*** Opening Data excerpts ***
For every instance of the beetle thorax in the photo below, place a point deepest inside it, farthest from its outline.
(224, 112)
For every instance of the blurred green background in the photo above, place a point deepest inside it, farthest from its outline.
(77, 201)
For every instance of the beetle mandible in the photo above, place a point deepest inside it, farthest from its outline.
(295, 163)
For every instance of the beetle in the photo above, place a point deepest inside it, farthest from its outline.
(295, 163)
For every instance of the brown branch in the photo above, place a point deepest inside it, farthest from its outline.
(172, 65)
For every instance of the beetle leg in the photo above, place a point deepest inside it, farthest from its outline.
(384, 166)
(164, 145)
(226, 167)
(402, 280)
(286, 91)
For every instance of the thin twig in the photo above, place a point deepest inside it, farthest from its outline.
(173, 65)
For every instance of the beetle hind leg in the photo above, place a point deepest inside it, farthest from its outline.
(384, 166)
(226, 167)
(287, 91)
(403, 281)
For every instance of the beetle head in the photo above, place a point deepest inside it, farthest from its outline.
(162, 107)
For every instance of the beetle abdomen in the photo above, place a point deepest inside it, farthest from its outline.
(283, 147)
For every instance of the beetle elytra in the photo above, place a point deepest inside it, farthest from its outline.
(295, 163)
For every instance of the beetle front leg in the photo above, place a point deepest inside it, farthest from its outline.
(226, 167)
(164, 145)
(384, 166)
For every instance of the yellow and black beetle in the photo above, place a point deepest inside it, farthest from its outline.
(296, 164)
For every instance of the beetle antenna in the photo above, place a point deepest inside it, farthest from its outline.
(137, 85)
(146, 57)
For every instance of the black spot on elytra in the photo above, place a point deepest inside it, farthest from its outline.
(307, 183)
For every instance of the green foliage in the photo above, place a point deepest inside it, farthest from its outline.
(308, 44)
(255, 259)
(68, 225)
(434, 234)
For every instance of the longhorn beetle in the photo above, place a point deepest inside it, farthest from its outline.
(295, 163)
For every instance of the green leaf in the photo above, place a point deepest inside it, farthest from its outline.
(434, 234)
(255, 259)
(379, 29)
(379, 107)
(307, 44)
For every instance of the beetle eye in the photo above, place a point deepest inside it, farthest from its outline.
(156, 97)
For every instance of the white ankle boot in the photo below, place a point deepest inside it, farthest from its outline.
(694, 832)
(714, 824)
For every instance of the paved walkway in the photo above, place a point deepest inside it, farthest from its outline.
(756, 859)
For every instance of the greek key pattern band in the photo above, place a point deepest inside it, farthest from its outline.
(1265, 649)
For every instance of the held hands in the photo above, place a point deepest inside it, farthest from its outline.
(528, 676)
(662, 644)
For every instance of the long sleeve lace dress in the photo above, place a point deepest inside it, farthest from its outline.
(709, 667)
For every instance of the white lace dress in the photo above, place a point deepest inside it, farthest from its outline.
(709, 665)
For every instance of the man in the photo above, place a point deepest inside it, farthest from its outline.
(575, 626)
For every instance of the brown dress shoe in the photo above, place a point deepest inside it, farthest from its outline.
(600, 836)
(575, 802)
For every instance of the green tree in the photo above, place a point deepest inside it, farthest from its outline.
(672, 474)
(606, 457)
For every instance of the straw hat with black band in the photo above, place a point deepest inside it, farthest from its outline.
*** Closing Data excerpts ***
**Description of the task**
Repeat the full set of records exactly.

**Answer to the problem**
For every instance of the beetle thorax in the photo below, place a point deepest inside it, farthest from its outline.
(224, 112)
For every instance of the blurred green background in the photo above, place a point deepest inside it, farthest from its outline.
(77, 201)
For every instance of the beetle mandible in the photo above, place a point deepest inside it, farthest from its outline.
(295, 163)
For every instance of the beetle in the photo above, place a point deepest inside it, farthest from its outline.
(295, 163)
For every instance of the brown branch in the photo above, place a point deepest inside it, farthest from its outline.
(172, 65)
For every instance of the beetle leg in the photo above, place a point deepest inside it, farthest from its outline.
(384, 166)
(164, 145)
(226, 167)
(402, 280)
(286, 91)
For every instance of the thin twig in the photo above, place a point deepest inside it, farthest from its outline.
(173, 65)
For every instance of the beetle hind leg in the photo above, place a point deepest inside it, farthest from its outline.
(384, 166)
(226, 167)
(287, 91)
(403, 281)
For every instance of the beetle head in the photo above, place a point deepest inside it, farthest from its outline.
(162, 107)
For every instance of the beetle abdomen in the photo above, place a point deepest inside it, farthest from its outline.
(283, 147)
For every instance of the beetle elytra in the photo above, place a point deepest inside it, farthest from its outline.
(295, 163)
For every instance of the beetle front leg in the photo above, place a point deepest inside it, farthest from its outline.
(226, 167)
(164, 145)
(384, 166)
For every instance of the yellow and black beetle in the photo above, place a point deepest inside it, farthest from its outline.
(296, 164)
For every instance of the beetle antenna in the photo above, place a point deepest inside it, farthest from its outline.
(137, 85)
(146, 57)
For every instance of the black spot on elytra in the photo above, place a point deepest inside it, farthest from its outline.
(307, 183)
For every instance of the green foliage in the photo above, place a point deepest inside it, farthest from its outline.
(308, 44)
(255, 259)
(68, 225)
(434, 234)
For every instance of the longhorn beetle in the photo above, place a point deepest inside it, farthest from its outline.
(295, 163)
For every instance of the green leaf in the photo above, place a point deepest inside it, farthest from its outline.
(434, 234)
(255, 259)
(379, 29)
(379, 107)
(307, 44)
For every instance of the beetle eye in the photo above, place a point deepest inside it, farthest from its outline.
(156, 97)
For every instance of the white ankle boot in the photo below, place a point deepest inside it, farthest from its outline.
(694, 832)
(714, 824)
For every instance of the paved walkway in the photo above, place a point deepest inside it, farthest from its outline.
(756, 859)
For every instance of the greek key pattern band in the photo above, place a point deepest inside it, farthest from its outline.
(1265, 649)
For every instance of the held hands in the photo above, place a point deepest inside it, farthest from its outline.
(528, 676)
(662, 644)
For every instance of the long sleeve lace dress in the photo above, place a point deepest inside it, farthest from its outline.
(709, 667)
For every instance of the white lace dress in the photo above, place a point deepest inside it, farthest from its outline.
(709, 665)
For every instance of the man in the photo above, place a point deepest inside it, farthest from its outline.
(575, 626)
For every instance of the brown dress shoe in the photo above, place a point deepest inside it, farthest from its outline.
(600, 836)
(575, 802)
For every instance of the green tree in the photo above, place a point deepest inside it, farthest from its outline.
(672, 474)
(606, 457)
For every instance of the straw hat with black band in the photo above, place a point deepest inside it, farthest from its outline.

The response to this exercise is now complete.